What is needed> Rewrite the lines from the start of the records through the line containing "48), (96, 49)]", replacing "masks recorded" with "outlines recorded" and changing nothing else. Leave out the pictures.

(Excerpts from annotation records)
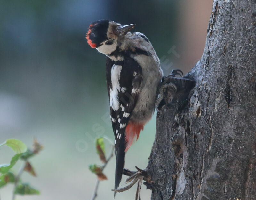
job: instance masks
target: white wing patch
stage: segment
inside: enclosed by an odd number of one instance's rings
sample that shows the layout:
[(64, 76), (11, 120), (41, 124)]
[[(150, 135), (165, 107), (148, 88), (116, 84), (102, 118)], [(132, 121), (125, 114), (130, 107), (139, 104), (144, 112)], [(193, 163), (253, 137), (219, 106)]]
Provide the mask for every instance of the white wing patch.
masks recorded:
[(122, 69), (121, 65), (114, 65), (111, 69), (111, 82), (112, 89), (109, 88), (109, 104), (110, 106), (114, 111), (117, 111), (119, 108), (120, 104), (118, 98), (118, 92), (120, 91), (120, 73)]
[(125, 90), (126, 90), (126, 88), (124, 87), (122, 87), (121, 88), (121, 91), (122, 91), (122, 92), (123, 93), (124, 93), (125, 92)]

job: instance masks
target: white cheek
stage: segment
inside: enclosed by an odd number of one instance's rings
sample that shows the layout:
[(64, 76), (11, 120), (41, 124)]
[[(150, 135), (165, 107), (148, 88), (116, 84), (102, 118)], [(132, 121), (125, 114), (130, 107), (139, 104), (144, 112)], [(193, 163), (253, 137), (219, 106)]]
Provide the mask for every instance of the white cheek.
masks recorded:
[(99, 52), (102, 53), (105, 55), (110, 54), (116, 50), (116, 43), (114, 43), (111, 45), (107, 45), (104, 44), (98, 48), (96, 48), (96, 49)]

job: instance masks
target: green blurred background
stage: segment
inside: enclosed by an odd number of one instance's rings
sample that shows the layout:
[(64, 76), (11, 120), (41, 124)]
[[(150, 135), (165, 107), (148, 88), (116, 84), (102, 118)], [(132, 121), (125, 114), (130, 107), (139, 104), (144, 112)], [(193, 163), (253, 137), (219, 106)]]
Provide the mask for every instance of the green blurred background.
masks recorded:
[[(89, 199), (92, 193), (96, 177), (88, 166), (100, 164), (95, 139), (113, 140), (114, 134), (105, 58), (85, 39), (90, 23), (136, 24), (134, 31), (150, 40), (164, 74), (173, 68), (186, 73), (203, 53), (212, 1), (0, 1), (0, 143), (15, 138), (29, 146), (35, 137), (44, 148), (31, 159), (37, 177), (22, 176), (41, 194), (17, 199)], [(146, 167), (155, 118), (156, 113), (127, 154), (127, 168)], [(13, 154), (2, 147), (0, 164)], [(97, 199), (113, 199), (115, 160), (105, 168), (108, 180), (100, 182)], [(133, 199), (135, 188), (116, 199)], [(0, 189), (1, 200), (11, 199), (12, 189), (11, 184)], [(143, 186), (142, 199), (150, 195)]]

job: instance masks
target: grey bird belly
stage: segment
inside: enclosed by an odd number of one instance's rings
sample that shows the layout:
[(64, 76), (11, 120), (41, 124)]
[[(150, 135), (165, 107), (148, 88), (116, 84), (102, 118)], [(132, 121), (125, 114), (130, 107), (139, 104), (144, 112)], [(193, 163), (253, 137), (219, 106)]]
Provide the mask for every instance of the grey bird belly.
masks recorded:
[(156, 90), (163, 72), (157, 57), (140, 55), (134, 56), (134, 58), (141, 67), (143, 81), (130, 119), (146, 123), (151, 118), (155, 109)]

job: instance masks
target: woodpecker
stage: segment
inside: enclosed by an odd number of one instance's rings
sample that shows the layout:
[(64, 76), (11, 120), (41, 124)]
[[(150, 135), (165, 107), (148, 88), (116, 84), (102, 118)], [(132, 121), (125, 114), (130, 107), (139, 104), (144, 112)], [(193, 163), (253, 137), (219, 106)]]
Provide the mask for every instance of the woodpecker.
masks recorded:
[(135, 25), (97, 21), (90, 25), (86, 36), (90, 46), (107, 57), (107, 85), (116, 154), (115, 189), (121, 181), (125, 153), (151, 118), (163, 76), (149, 40), (141, 33), (130, 32)]

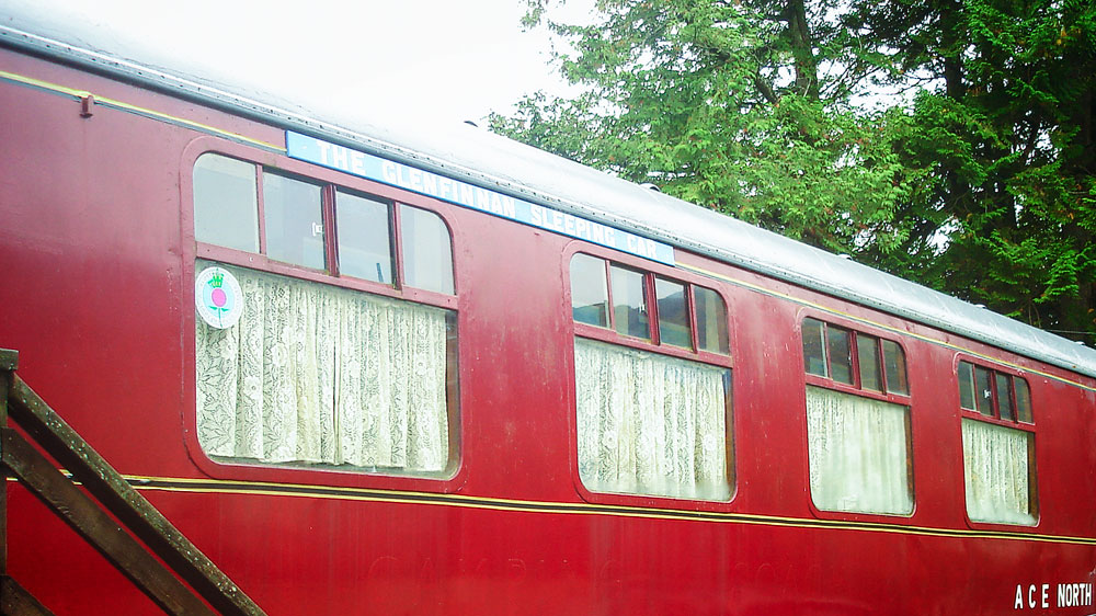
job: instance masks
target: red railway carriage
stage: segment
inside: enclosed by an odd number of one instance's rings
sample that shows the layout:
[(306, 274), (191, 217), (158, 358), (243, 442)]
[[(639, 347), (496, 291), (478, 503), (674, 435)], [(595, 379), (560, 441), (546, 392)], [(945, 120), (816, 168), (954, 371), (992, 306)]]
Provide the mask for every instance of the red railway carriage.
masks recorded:
[[(1096, 353), (0, 26), (0, 346), (269, 614), (1096, 613)], [(156, 605), (16, 482), (8, 572)]]

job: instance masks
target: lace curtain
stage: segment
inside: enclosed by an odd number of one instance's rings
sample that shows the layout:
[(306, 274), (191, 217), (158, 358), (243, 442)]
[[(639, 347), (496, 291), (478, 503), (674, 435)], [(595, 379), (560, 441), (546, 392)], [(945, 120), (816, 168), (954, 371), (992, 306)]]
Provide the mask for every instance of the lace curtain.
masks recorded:
[(967, 515), (977, 522), (1035, 524), (1028, 452), (1031, 434), (962, 420)]
[(244, 297), (239, 323), (218, 330), (196, 319), (197, 435), (206, 454), (446, 467), (444, 310), (226, 269)]
[(590, 490), (727, 500), (718, 368), (576, 338), (579, 476)]
[(825, 511), (910, 514), (909, 409), (807, 387), (811, 499)]

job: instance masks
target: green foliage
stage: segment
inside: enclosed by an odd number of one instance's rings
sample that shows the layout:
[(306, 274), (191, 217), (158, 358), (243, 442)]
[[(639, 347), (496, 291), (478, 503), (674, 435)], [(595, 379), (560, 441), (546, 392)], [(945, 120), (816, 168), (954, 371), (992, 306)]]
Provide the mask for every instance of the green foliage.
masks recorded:
[(527, 25), (573, 45), (561, 70), (586, 90), (526, 98), (493, 130), (1096, 332), (1091, 1), (600, 0), (585, 26), (549, 1)]

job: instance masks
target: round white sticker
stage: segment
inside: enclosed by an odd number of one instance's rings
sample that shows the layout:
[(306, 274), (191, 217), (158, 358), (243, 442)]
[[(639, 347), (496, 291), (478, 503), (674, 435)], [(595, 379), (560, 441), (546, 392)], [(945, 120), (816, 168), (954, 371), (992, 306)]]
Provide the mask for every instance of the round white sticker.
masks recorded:
[(231, 272), (224, 267), (206, 267), (194, 281), (194, 304), (209, 327), (228, 329), (243, 313), (243, 293)]

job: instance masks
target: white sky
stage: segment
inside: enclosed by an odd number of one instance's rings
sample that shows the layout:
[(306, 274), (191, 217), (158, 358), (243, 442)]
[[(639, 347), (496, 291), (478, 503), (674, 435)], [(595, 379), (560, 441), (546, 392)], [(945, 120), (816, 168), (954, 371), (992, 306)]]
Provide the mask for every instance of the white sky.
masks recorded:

Correct result>
job: instance masks
target: white wing patch
stage: segment
inside: enclosed by an odd number of one instance's rings
sample that shows the layout:
[(64, 76), (11, 120), (41, 124)]
[[(150, 135), (165, 107), (148, 88), (116, 84), (102, 118)], [(132, 121), (125, 114), (130, 107), (139, 104), (144, 112)], [(193, 163), (253, 137), (219, 106)]]
Provide the mask for every instance of the white wing patch.
outlines recorded:
[(122, 69), (121, 65), (114, 65), (111, 69), (111, 82), (112, 89), (109, 88), (109, 104), (110, 106), (114, 111), (117, 111), (119, 108), (120, 104), (118, 98), (118, 92), (120, 91), (120, 73)]
[(125, 90), (126, 90), (126, 88), (124, 87), (122, 87), (121, 88), (121, 91), (122, 91), (122, 92), (123, 93), (124, 93), (125, 92)]

job: instance masks
target: white cheek
stage: segment
inside: enclosed by an odd number of one instance's rings
sample that shows the layout:
[(64, 76), (11, 120), (41, 124)]
[[(150, 135), (165, 107), (148, 88), (116, 84), (102, 118)], [(132, 121), (125, 114), (130, 107), (139, 104), (144, 112)], [(193, 163), (253, 137), (219, 106)]]
Provide the mask for every instance of the white cheek.
outlines recorded:
[(99, 52), (102, 53), (105, 55), (110, 54), (116, 50), (116, 43), (114, 43), (111, 45), (107, 45), (104, 44), (98, 48), (96, 48), (96, 49)]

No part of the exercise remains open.